» **Provided data**:
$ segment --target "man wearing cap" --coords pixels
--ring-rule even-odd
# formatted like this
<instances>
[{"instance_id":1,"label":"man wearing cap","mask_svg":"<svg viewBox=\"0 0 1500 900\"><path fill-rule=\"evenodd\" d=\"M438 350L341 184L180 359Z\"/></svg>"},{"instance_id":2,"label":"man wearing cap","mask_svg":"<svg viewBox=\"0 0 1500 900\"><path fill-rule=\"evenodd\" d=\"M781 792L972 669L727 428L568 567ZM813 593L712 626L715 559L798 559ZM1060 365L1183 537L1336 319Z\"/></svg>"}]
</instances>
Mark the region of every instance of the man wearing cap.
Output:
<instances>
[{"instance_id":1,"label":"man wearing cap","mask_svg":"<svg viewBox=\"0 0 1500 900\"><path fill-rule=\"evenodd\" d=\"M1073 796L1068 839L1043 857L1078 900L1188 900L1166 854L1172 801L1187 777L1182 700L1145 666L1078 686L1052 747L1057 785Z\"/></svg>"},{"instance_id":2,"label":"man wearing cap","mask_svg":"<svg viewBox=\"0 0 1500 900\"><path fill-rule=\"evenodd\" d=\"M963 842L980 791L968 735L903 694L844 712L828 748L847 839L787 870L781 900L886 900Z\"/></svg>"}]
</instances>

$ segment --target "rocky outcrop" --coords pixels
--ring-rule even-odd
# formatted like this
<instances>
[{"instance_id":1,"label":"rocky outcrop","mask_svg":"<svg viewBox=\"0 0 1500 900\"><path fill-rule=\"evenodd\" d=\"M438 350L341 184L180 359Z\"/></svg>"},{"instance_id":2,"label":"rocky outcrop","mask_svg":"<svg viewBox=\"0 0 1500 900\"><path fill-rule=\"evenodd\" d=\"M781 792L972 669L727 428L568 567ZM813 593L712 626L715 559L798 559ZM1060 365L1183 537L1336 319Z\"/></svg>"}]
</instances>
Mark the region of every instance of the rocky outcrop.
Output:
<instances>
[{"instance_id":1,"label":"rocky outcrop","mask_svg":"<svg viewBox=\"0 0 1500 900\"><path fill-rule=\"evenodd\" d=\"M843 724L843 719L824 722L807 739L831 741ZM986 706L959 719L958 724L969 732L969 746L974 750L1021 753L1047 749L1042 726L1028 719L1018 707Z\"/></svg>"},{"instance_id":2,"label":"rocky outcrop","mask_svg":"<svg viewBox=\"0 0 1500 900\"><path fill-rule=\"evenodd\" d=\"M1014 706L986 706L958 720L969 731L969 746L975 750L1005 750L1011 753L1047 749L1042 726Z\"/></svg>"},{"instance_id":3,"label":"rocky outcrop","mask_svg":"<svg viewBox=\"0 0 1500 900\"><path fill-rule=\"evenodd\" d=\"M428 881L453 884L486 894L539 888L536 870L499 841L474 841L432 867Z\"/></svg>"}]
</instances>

...

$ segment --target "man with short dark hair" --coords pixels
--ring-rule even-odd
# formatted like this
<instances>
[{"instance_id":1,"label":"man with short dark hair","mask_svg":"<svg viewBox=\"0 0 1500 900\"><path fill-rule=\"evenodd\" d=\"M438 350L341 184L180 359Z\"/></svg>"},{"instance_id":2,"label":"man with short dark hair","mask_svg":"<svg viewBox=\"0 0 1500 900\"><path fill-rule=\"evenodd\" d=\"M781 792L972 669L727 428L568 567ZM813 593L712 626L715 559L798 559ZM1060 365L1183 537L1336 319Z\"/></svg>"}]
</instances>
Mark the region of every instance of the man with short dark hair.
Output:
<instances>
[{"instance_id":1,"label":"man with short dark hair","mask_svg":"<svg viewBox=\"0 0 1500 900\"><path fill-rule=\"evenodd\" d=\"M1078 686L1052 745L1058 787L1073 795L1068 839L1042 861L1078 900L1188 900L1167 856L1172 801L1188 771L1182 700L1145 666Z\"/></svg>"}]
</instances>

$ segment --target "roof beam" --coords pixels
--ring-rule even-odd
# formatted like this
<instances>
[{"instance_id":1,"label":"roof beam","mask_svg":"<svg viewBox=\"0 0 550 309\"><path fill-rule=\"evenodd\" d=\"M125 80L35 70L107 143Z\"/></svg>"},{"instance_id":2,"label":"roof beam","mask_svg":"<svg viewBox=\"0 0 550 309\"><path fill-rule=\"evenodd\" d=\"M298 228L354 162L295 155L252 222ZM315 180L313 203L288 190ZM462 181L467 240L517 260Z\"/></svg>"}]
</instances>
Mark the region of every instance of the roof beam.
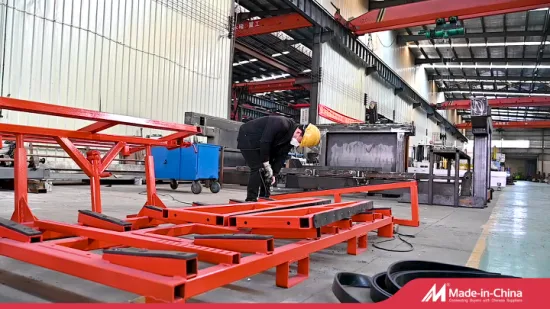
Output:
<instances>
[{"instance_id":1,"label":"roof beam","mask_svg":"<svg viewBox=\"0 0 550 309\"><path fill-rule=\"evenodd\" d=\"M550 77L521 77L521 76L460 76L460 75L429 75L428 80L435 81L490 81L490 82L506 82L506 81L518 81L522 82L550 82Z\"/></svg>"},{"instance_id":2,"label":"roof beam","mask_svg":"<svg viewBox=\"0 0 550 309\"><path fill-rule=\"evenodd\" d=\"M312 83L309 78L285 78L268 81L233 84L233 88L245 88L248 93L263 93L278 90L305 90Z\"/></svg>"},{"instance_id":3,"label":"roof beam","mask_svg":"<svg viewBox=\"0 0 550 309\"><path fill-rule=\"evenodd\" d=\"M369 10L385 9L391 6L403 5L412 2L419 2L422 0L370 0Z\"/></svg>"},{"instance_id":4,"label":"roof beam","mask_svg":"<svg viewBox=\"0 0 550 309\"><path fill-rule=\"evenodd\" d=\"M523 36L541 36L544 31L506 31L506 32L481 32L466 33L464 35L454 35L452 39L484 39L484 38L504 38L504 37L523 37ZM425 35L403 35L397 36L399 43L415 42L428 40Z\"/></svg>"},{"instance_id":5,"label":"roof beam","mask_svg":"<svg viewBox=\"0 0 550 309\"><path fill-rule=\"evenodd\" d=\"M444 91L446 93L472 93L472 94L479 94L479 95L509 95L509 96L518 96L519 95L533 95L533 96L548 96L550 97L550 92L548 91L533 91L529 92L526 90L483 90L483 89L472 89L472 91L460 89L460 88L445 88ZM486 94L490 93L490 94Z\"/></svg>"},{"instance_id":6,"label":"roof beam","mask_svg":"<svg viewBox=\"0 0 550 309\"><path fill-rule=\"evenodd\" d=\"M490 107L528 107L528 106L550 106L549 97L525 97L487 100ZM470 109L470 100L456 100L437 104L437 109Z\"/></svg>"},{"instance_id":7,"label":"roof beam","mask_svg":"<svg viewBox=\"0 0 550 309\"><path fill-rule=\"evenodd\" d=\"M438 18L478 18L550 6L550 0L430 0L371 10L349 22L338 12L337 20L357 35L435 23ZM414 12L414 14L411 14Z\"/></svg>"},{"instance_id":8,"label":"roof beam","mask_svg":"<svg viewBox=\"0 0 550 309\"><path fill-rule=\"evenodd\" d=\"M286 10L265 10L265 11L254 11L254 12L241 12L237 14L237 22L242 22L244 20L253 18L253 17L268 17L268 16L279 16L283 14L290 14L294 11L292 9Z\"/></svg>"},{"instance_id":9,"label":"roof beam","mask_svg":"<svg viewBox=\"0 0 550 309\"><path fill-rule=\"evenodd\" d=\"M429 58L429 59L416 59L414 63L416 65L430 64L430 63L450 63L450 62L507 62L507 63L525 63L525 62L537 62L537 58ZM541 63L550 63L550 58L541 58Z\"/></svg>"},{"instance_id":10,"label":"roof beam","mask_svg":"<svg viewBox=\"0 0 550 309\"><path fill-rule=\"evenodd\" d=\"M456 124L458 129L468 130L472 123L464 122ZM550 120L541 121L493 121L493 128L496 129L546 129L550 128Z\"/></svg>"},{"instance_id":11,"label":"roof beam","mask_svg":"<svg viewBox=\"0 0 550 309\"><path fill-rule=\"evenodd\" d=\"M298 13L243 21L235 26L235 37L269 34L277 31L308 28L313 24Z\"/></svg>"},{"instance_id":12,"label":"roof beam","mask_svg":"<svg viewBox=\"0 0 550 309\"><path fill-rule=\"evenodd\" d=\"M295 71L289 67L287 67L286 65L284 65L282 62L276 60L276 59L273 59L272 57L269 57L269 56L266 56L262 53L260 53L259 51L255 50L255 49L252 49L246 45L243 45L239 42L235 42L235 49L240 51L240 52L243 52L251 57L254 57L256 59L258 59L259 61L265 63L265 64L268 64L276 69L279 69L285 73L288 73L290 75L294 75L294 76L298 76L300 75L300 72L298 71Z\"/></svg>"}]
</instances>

» **Exercise prompt**: Report all lines of the data above that include the string "Mark".

» **Exercise answer**:
Mark the region of every instance of the man wearing cap.
Mark the region of every instance of the rocky outcrop.
Mark the region of every instance of the man with short dark hair.
Mark the region of every instance of the roof beam.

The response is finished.